** START OF DATA SHOWN **

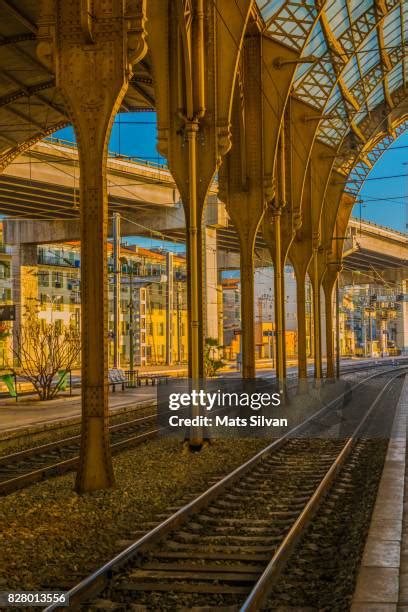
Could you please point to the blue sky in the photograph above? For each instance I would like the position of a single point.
(384, 200)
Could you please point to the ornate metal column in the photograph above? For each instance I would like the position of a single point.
(329, 282)
(242, 185)
(92, 47)
(194, 68)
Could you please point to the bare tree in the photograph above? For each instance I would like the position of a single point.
(44, 349)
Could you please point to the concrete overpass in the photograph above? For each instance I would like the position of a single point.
(41, 189)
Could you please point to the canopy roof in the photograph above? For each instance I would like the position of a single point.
(357, 51)
(358, 65)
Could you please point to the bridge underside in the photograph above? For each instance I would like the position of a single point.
(289, 104)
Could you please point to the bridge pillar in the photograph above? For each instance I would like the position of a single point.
(300, 273)
(329, 282)
(242, 184)
(402, 321)
(211, 283)
(279, 298)
(24, 278)
(92, 57)
(315, 278)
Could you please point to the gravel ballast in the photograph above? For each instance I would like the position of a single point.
(50, 537)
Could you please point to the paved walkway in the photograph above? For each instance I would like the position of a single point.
(382, 584)
(29, 412)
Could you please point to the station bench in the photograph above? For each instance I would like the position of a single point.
(152, 379)
(116, 377)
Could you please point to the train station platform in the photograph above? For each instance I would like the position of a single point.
(30, 416)
(382, 583)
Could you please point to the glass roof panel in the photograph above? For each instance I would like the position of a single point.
(269, 8)
(334, 99)
(392, 29)
(317, 43)
(395, 78)
(369, 54)
(336, 11)
(351, 73)
(376, 97)
(358, 7)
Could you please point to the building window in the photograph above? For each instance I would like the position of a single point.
(57, 280)
(44, 279)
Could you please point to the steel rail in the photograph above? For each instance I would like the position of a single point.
(60, 467)
(97, 581)
(269, 577)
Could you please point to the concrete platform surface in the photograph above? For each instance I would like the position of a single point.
(31, 413)
(382, 583)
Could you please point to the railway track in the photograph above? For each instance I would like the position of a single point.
(227, 548)
(25, 467)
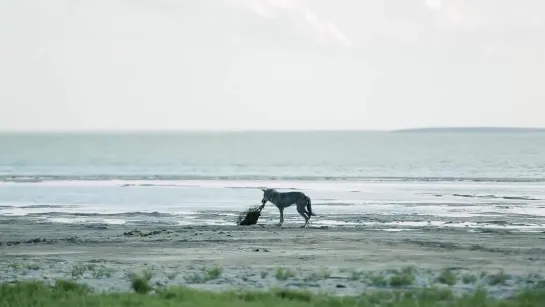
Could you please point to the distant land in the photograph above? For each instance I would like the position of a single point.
(472, 130)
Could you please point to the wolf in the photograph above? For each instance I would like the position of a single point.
(283, 200)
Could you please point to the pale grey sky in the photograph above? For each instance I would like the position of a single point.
(271, 64)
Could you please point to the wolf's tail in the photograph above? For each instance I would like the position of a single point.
(309, 206)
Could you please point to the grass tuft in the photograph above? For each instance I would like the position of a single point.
(140, 283)
(69, 293)
(284, 274)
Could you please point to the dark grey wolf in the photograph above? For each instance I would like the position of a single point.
(283, 200)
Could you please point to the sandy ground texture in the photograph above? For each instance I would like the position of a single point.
(341, 260)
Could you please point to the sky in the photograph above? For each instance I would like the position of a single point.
(270, 64)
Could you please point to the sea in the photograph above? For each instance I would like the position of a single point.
(388, 180)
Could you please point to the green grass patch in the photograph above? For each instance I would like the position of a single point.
(140, 283)
(469, 279)
(447, 277)
(405, 277)
(71, 294)
(498, 279)
(284, 274)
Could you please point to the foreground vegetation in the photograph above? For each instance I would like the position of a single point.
(71, 294)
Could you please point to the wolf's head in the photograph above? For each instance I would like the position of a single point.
(267, 193)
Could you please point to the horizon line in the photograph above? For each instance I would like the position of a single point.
(173, 131)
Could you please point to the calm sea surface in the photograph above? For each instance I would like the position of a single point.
(349, 176)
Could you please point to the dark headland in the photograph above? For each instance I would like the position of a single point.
(472, 130)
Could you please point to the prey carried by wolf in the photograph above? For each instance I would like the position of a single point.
(283, 200)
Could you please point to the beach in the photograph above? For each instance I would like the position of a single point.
(456, 211)
(338, 260)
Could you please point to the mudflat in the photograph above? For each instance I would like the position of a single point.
(343, 260)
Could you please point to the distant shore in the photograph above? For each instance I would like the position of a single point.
(472, 130)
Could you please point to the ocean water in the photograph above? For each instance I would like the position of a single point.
(392, 180)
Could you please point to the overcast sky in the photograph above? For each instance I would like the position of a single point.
(270, 64)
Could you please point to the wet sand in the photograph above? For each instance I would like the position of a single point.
(332, 259)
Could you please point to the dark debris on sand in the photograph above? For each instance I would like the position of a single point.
(140, 233)
(250, 216)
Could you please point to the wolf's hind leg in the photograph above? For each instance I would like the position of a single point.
(281, 216)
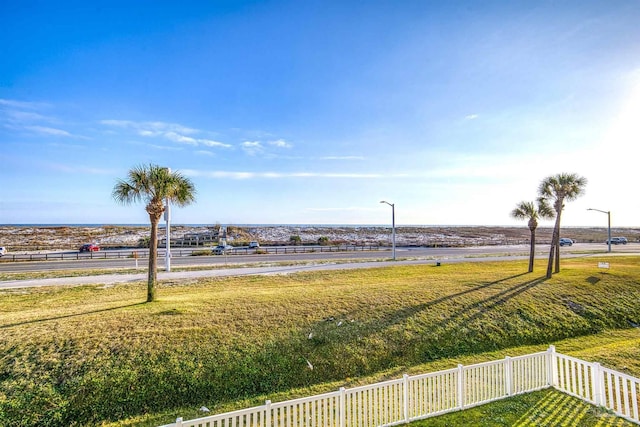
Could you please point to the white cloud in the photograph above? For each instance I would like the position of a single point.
(252, 147)
(210, 143)
(23, 104)
(204, 153)
(287, 175)
(280, 143)
(342, 209)
(176, 137)
(48, 131)
(342, 158)
(26, 116)
(82, 169)
(170, 131)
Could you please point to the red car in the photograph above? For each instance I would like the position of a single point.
(89, 247)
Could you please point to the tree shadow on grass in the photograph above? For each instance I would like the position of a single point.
(69, 316)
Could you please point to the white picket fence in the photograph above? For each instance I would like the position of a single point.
(411, 398)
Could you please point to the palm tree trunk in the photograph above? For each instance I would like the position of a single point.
(555, 237)
(532, 249)
(153, 259)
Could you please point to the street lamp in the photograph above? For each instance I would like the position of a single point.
(608, 224)
(393, 227)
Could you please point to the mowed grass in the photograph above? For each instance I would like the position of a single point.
(545, 408)
(93, 354)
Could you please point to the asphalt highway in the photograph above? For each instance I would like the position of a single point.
(237, 265)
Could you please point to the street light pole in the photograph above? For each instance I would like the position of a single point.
(393, 226)
(608, 224)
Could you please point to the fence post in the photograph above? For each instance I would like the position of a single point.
(460, 386)
(552, 373)
(596, 384)
(342, 407)
(267, 408)
(508, 375)
(405, 392)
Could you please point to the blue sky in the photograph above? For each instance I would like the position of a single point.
(311, 112)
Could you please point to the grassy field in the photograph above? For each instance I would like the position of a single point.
(545, 408)
(93, 354)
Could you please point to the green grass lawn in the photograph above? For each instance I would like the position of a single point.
(94, 354)
(545, 408)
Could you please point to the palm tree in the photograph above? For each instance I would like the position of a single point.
(153, 185)
(532, 213)
(556, 189)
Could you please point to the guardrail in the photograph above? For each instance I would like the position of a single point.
(181, 252)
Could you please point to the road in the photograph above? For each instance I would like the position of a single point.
(237, 265)
(85, 263)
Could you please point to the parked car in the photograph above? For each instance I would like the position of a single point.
(221, 249)
(89, 247)
(617, 241)
(565, 241)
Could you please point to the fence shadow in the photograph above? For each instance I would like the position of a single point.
(68, 316)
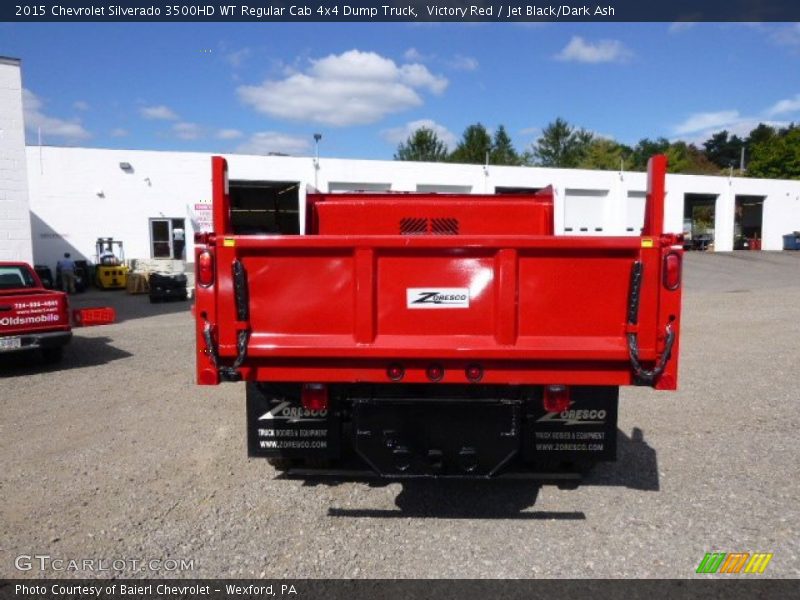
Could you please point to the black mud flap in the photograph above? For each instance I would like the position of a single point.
(279, 427)
(436, 438)
(585, 433)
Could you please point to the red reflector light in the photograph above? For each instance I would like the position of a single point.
(556, 398)
(474, 372)
(435, 372)
(205, 268)
(314, 396)
(672, 271)
(395, 372)
(86, 317)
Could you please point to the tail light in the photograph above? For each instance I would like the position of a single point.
(474, 373)
(314, 397)
(556, 398)
(205, 268)
(395, 372)
(672, 271)
(435, 372)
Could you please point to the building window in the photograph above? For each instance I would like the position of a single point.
(167, 238)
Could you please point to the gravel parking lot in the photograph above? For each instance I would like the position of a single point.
(116, 454)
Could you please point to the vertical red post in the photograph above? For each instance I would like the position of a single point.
(654, 207)
(219, 187)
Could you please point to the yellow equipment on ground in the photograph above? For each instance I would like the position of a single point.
(110, 271)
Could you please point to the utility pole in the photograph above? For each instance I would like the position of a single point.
(317, 138)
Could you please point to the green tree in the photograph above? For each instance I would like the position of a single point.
(724, 149)
(422, 145)
(561, 145)
(688, 159)
(474, 146)
(605, 154)
(777, 157)
(503, 151)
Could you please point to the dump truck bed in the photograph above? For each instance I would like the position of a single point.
(529, 308)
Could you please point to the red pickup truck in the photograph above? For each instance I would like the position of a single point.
(31, 317)
(436, 335)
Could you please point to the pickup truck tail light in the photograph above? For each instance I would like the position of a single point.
(556, 398)
(395, 372)
(672, 271)
(314, 396)
(435, 372)
(205, 268)
(474, 373)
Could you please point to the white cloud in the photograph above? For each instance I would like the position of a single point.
(603, 51)
(229, 134)
(187, 131)
(36, 120)
(414, 55)
(267, 142)
(236, 58)
(707, 120)
(353, 88)
(463, 63)
(786, 106)
(457, 62)
(398, 135)
(159, 113)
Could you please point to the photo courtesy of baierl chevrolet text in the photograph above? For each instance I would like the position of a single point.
(430, 299)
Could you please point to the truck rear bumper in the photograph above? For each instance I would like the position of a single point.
(402, 431)
(34, 341)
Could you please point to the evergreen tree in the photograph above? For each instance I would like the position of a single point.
(474, 146)
(503, 151)
(561, 145)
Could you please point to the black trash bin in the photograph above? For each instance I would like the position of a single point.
(791, 241)
(167, 286)
(45, 275)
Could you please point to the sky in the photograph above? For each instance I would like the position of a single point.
(257, 88)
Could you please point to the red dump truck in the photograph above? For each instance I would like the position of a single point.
(31, 317)
(436, 335)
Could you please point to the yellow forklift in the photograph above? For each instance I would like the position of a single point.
(110, 272)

** END OF DATA SHOWN **

*YOUR INSTRUCTIONS:* Nothing but the lines from the one with "Could you please point to the photo" through the end of the data above should be repeated, each exactly as it stands.

*EXPECTED ANSWER:*
Could you please point to the photo courtesy of baierl chevrolet text in the photograph above? For each instance I would like the position of a single point.
(430, 299)
Could you please point to the truck rear bumper in the photograph above? For each instance I would like the position of a single point.
(402, 431)
(34, 341)
Could you please point to the evergreen tree in the photograph above? For each instance I would like the position of a single point.
(474, 146)
(503, 151)
(561, 145)
Could you please point to the black trash bin in the photograph above? For each instance I would like the position of a single point.
(791, 241)
(167, 286)
(45, 275)
Could you please point to the sky in the photograph above? For each instance I would like the position of a single point.
(257, 88)
Could you please point to the red dump truck in the photograph above? For each instance I would like the position of a single point.
(31, 317)
(436, 335)
Could you please point to the yellow forklift in the photograph above? For each instance I would like the position of a single point.
(110, 272)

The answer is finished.